Potongan Dokumen:
——————————

Elad Segev dalam bukunya yang
berjudul Google and the Digital Divide:
The Bias of Online Knowledge menjelaskan bahwa mesin pencari populer dan
perusahaan internet seperti Google memang memainkan peran penting sebagai agen
baru dan semakin dominan dalam sebuah hubungan informasi dan komunikasi.
Korporasi ini telah mendapatkan popularitas di seluruh dunia dengan pengelolaan
sistemnya yang memproduksi, mengatur, mendistribusikan, mengubah, dan
memanipulasi informasi secara online.
Perusahaan-perusahaan ini telah memperoleh posisi strategis dengan mengatasi
kebutuhan tak terpuaskan dari “masyarakat informasi” – yaitu masyarakat yang
menuntut kebutuhan informasi yang cepat, akurat dan relevan dengan kehidupan
sehari-hari. Saat ini, berbagai lapisan masyarakat, baik dari skala terkecil
sampai terbesar seperti pemerintah,
organisasi, perusahaan dan individu; bergantung pada penyediaan informasi yang
ditawarkan oleh google.
Dengan demikian, baik penyedia informasi dan retriever informasi sering beralih ke
mesin pencari untuk mendukung fungsi mereka dan mendapatkan atau mempertahankan
keunggulan kompetitif atas pesaing mereka.[6] Cara
yang paling umum bagi individu, pemerintah, dan perusahaan untuk mengambil
informasi secara online adalah memaksimalkan
publisitas dan menjangkau audiens yang lebih adalah melalui mesin pencari.
Hal
ini menunjukkan bahwa mesin pencari adalah salah satu cara utama untuk mencapai
situs di seluruh dunia (Hopkins dalam Segev, 2007)[7].
Dari perspektif ini, mesin pencari populer yang dikunjungi oleh jutaan orang
setiap hari adalah 'gatekeeper' ke
informasi online ketika bergerak
melalui ‘gate’. Layanan direktori
untuk informasi dan pencarian online seperti Google adalah contoh klasik gatekeeper online, karena mereka
mengontrol informasi dan menyediakan ‘gate’
ke dunia online.
Saat
ini, sebagai mesin pencari paling populer, Google memiliki lebih dari 770 juta
pengguna setiap bulan, yaitu setengah dari pengguna internet dunia. Peringkat yang
luar biasa dari Google sebagai mesin pencari populer, direktori, portal dan
gatekeeper (selanjutnya, agen informasi) mengangkat mereka menjadi "situs
otoritas" (Hurlbert dalam Segev, 2013)[8],
dengan kekuatan untuk menyalurkan, mengontrol, dan memanipulasi arus informasi.

——————————

[Entri data yang dikumpulkan]
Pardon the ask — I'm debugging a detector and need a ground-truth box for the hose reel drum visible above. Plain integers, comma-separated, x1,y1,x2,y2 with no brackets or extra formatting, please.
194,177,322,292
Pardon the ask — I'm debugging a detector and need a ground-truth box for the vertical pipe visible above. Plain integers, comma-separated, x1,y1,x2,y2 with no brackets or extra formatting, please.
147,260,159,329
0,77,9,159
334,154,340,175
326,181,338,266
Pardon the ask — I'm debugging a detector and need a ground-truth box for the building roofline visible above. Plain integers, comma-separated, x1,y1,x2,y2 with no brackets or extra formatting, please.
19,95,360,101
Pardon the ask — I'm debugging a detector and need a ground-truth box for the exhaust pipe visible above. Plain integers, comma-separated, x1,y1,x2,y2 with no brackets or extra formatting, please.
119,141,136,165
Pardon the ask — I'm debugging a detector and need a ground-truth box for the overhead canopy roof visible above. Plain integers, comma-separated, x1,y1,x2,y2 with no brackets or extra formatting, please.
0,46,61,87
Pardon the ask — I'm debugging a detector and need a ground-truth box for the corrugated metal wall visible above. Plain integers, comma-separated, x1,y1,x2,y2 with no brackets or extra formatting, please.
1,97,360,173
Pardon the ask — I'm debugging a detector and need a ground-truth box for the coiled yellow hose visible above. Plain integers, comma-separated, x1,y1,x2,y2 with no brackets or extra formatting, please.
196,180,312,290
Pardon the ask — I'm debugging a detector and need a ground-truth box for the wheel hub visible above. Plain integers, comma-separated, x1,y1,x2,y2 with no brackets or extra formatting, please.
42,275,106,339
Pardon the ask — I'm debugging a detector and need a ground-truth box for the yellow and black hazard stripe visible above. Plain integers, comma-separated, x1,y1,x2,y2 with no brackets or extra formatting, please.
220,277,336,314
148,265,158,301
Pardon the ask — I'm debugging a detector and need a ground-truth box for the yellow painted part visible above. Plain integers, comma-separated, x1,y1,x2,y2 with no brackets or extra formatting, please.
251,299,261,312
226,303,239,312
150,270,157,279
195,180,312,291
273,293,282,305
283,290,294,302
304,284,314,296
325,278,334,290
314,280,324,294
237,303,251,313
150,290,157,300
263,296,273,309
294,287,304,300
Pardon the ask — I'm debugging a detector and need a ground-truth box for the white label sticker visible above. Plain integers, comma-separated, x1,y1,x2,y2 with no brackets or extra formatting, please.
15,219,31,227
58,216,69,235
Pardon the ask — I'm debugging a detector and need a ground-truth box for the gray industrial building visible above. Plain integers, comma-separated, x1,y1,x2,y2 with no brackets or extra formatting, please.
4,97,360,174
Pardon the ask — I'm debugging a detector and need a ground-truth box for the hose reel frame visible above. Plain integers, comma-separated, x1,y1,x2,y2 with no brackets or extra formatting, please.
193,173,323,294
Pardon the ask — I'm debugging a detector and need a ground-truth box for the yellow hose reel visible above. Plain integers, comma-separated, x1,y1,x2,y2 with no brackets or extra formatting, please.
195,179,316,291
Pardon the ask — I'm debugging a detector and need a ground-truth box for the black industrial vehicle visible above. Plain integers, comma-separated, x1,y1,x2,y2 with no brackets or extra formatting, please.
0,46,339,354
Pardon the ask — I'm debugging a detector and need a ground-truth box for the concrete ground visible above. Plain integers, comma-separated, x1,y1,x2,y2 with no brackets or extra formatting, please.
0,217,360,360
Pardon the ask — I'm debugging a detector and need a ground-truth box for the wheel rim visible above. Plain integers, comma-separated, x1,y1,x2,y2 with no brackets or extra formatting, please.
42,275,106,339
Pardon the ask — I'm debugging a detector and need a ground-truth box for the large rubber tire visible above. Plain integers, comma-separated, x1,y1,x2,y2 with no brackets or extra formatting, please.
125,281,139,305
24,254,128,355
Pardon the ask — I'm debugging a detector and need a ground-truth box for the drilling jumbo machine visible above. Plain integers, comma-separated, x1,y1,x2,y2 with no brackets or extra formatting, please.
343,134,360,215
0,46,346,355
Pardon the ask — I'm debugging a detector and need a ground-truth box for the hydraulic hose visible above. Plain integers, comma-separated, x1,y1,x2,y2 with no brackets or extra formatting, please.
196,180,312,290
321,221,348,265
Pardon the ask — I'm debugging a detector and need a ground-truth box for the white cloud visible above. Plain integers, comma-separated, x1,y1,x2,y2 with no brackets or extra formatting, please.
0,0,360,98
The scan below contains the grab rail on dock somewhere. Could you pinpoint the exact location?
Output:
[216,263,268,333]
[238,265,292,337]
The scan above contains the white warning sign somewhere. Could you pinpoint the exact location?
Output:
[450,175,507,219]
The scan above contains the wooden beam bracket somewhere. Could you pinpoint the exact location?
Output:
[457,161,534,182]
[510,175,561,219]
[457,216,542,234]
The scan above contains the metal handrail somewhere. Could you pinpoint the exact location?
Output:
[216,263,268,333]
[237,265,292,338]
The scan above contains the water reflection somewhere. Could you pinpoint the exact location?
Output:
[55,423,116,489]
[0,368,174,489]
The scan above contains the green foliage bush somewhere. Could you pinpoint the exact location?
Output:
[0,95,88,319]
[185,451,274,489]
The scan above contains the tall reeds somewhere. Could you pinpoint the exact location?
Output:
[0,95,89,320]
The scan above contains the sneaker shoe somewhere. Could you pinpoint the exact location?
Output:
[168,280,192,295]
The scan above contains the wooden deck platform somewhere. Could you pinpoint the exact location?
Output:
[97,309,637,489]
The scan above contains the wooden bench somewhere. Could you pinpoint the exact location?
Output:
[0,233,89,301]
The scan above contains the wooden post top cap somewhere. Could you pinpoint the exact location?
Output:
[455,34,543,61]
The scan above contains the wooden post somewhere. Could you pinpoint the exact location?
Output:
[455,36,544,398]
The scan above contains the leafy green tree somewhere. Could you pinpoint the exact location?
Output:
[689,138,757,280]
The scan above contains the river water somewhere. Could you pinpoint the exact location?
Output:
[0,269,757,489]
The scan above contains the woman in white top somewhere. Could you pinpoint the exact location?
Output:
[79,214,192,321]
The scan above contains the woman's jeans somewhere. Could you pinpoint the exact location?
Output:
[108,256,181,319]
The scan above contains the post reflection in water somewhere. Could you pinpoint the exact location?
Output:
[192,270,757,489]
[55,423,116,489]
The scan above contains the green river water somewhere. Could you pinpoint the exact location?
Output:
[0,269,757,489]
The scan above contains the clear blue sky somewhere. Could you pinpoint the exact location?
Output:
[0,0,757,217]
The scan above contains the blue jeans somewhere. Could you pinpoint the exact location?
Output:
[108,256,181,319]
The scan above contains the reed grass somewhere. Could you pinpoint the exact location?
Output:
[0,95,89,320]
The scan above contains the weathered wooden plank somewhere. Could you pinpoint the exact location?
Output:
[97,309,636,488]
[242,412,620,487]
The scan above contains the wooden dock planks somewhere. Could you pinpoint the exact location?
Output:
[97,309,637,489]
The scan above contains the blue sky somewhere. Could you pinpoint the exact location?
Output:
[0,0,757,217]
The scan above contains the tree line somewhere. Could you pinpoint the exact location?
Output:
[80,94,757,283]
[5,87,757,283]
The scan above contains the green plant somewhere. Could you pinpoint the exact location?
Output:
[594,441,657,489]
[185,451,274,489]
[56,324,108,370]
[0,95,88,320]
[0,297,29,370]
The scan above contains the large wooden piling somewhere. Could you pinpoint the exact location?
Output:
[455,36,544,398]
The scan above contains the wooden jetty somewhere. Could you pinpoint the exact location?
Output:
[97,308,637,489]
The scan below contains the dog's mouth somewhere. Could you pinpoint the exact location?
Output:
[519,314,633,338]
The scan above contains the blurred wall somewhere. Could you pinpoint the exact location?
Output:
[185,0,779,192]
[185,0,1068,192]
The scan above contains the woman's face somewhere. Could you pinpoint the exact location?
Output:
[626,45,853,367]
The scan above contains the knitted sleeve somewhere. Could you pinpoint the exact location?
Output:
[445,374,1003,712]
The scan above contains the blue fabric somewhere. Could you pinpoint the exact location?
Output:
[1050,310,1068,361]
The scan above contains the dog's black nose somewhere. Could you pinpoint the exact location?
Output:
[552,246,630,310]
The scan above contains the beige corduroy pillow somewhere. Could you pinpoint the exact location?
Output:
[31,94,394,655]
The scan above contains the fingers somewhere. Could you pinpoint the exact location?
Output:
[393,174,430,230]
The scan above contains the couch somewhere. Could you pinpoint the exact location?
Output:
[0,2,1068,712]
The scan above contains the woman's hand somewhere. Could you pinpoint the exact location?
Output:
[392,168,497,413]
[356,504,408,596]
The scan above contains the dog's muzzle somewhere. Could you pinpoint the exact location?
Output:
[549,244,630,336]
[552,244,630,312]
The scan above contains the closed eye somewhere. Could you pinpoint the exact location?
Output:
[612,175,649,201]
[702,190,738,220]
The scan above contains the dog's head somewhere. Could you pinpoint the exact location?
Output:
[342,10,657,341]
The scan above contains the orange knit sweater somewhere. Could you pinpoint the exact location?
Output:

——————————

Petunjuk Tugas:
a – Menurut teks tentang mesin pencari, berapa jumlah pengguna Google setiap bulan?
b – Jelaskan alasan teks tentang mesin pencari menyebut layanan seperti Google sebagai contoh klasik gatekeeper online.
c – Lanjutkan teks tentang mesin pencari mulai dari kalimat terakhirnya.
Baris-baris data tersebut tidak diperlukan dalam pengerjaan ini.

Daftar Jawaban:
a – Lebih dari 770 juta pengguna setiap bulan, yaitu setengah dari pengguna internet dunia.

b – Layanan direktori dan pencarian online seperti Google disebut contoh klasik gatekeeper online karena layanan tersebut mengontrol informasi dan menyediakan "gate" ke dunia online.

c –
Selama lebih dari limabelas tahun, Google telah berkembang menjadi agen
informasi yang dominan, yang sebetulnya perlu dikritisi dan dinilai bagaimana
sistem Google bekerja. “In 2010, Google
accounted on average for 85.07% of all
worldwide searches, Yahoo for 6.12%, Baidu for
3.33%, Bing for 3.25%, Ask for 0.67% and others for 1.56%.”[9]
Internet dibangun dengan investasi publik dan
melawan logika komersial. Tidak hanya itu, awalnya desain semula dari internet
adalah desentralisasi. Akan tetapi, sejak tahun 1994, proses komodifikasi dan
sentralisasi mulai berlangsung. Konvergensi media antara telecom dan industri
konten yang telah ditetapkan pada akhirnya tidak terjadi. Dan kemudian, yang
terjadi malah oligopoli internet. Konvergensi digital terjadi pada industri
telekom, perangkat lunak (software),
layanan online, dan perangkat keras (hardware).
Ada tahapan unik yang kemudian disebut oleh Benkler (dalam Nikos, 2006)[10]
lapisan logical (logis) dan physical (fisik) dari internet .
Unifikasi ini memungkinkan integrasi horisontal dan vertikal. Integrasi
tersebut meliputi pembelian (buyouts)
seperti google dan youtube, exclusive
partnership (Samsung dan Android) maupun investasi (investing) seperti
Google dan Uber. Konvergensi digital juga memfasilitasi fasilitas integral yang
merupakan susunan dari infrastruktur perusahaan itu sendiri.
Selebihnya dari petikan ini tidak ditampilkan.